Part of a scene centred around a popular bar in County Galway, Cousin Tablet aim to emulated a big-band style, drawing in a variety of musicians for newly launched debut single ‘Whatever Happened To Betty’.

The track is a real glance at the band’s ethos: an exploration of their past and a story from where they grew up, but also a broader commentary, if slightly unintentinally, of the Mother and Baby Home’s Scandal that touches on the life of frontman Donal Gibbons.

As well as getting their own music out there, Gibbons os keen to fly the flag for rural Ireland, a harder place from which to launch a band. I spoke to him around the launch of that debut…

Can you talk me through a little of the history of the band and how you came to be?

Jamie ,Steve,Wil and myself have been close friends for over 20 years. In that time we have played in a variety of different acts together and separately. We are a part of a much wider,dynamic and diverse music scene based around legendary Co. Galway venue Campbell’s Tavern, which spawned acts such as This Nachez, The Whileaways, The Rolling
Tav Revue, The Tav Jam Band and many more. When I had the first couple of songs written the three lads were my first calls to put some flesh on the bones of the ideas I had. Having played together so much over the years it was an easy fit and the contribution of the lads was critical in turning the ideas I had in to the songs they became.

What needs to be done> Carry on the Cousin Tablet interview from the point where it stops.

Stored data entries:
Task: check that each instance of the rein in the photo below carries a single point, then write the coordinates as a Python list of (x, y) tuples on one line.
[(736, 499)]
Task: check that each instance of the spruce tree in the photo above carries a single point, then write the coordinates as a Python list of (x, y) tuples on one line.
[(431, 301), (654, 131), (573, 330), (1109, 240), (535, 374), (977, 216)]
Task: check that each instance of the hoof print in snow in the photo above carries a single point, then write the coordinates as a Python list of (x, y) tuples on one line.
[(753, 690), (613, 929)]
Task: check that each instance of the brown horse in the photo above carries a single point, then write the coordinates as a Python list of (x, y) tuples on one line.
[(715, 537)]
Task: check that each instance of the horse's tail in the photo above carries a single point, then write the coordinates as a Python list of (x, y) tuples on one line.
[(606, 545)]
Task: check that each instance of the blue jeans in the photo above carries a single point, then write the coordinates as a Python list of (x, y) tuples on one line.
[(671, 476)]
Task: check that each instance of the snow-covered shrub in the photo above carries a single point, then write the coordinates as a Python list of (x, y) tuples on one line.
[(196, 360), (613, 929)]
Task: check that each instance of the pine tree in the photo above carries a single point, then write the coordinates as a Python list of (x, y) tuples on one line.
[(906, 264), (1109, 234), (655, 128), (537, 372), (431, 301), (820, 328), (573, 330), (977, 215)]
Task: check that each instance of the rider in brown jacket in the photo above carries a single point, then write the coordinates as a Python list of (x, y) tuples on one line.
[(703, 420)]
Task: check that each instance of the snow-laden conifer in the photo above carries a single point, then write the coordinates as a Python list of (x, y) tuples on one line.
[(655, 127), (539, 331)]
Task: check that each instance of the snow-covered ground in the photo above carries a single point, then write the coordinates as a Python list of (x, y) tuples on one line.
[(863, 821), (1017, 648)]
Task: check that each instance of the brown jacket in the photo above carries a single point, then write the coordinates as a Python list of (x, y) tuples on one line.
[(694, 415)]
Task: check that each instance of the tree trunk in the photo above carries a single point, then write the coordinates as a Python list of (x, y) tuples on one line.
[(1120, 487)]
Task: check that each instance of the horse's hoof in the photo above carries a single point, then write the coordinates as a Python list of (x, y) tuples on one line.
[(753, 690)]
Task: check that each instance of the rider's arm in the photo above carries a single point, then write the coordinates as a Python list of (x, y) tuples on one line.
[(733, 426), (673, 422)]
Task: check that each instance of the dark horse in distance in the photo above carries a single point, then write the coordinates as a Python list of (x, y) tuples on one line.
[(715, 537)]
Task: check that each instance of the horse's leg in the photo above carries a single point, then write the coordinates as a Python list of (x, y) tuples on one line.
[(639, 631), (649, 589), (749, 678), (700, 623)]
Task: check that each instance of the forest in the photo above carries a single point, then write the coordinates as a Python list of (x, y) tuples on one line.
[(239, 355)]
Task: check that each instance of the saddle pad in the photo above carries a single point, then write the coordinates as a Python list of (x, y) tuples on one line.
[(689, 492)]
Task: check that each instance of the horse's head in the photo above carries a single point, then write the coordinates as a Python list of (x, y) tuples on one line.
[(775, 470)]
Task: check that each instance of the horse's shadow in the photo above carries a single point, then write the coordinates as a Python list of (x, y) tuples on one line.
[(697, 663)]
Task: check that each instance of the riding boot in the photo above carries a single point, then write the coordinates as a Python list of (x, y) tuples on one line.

Output>
How has lockdown treated you – any positive sides creatively?

For me creatively the lockdown has been amazing! Prior to its onset I was working full time as an electrician Monday to Friday and playing gigs Friday,Saturday and Sunday nights. Myself and my partner Juliana (who plays strings on Betty) had a beautiful 2 year old girl with another on the way so time to be creative was at a premium. I have to say we absolutely loved the time and space afforded to us during the first few months of lockdown. We had time to be creative and were both at home full time after our second daughter was born in June 2020. In a world without the lockdown I would have been back to work within a couple of weeks of the birth. That time at home is a luxury not afforded during normal times.

It has also shown me what can be achieved when you can afford to spend time being creative and not have to work over 40 hours a week as well to keep a roof over your family’s head. I also found time to help with the startup of a local Community Radio Station and present a weekly show, where I talk to other musicians about the music that influenced them,that has proved hugely popular.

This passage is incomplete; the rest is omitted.